[Start of SUPPLIED MATERIAL]

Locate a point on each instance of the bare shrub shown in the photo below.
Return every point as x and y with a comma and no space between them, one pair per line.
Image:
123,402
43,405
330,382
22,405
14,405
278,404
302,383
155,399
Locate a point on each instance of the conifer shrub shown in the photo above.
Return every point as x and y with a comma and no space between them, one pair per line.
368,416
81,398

[End of SUPPLIED MATERIAL]
[Start of SUPPLIED MATERIAL]

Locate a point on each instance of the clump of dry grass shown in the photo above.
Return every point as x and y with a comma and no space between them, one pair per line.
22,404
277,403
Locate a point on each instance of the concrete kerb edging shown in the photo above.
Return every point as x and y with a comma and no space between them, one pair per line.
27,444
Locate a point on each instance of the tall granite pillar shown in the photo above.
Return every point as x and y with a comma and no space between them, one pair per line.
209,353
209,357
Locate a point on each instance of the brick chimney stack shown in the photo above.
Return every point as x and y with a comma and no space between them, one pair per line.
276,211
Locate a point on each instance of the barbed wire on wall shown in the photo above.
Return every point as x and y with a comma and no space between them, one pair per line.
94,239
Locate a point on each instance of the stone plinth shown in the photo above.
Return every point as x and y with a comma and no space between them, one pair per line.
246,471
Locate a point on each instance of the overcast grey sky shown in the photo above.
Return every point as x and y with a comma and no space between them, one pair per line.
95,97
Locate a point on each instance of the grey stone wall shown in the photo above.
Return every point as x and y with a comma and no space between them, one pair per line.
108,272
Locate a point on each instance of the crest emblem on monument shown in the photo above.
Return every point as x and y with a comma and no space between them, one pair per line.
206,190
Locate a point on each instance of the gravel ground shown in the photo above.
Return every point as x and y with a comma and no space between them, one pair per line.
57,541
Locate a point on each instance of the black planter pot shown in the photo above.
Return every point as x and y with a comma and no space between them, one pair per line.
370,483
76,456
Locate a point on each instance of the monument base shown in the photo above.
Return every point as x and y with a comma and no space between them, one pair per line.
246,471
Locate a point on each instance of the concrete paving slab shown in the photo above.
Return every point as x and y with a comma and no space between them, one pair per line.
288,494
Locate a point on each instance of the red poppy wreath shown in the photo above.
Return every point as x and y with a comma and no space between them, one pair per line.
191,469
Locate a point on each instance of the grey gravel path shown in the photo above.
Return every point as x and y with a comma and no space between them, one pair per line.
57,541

[End of SUPPLIED MATERIAL]

GIVEN TASK:
Find each line of the records above that contains the word "grey" and copy those lines. The match is case-sensitive.

ANSWER TO THIS PROBLEM:
Locate a point on each instance of the overcast grey sky shown in the photo above.
Locate a point on each instance of the grey stone wall shown in the photo above.
Locate a point on each instance of the grey gravel path shown in the photo above.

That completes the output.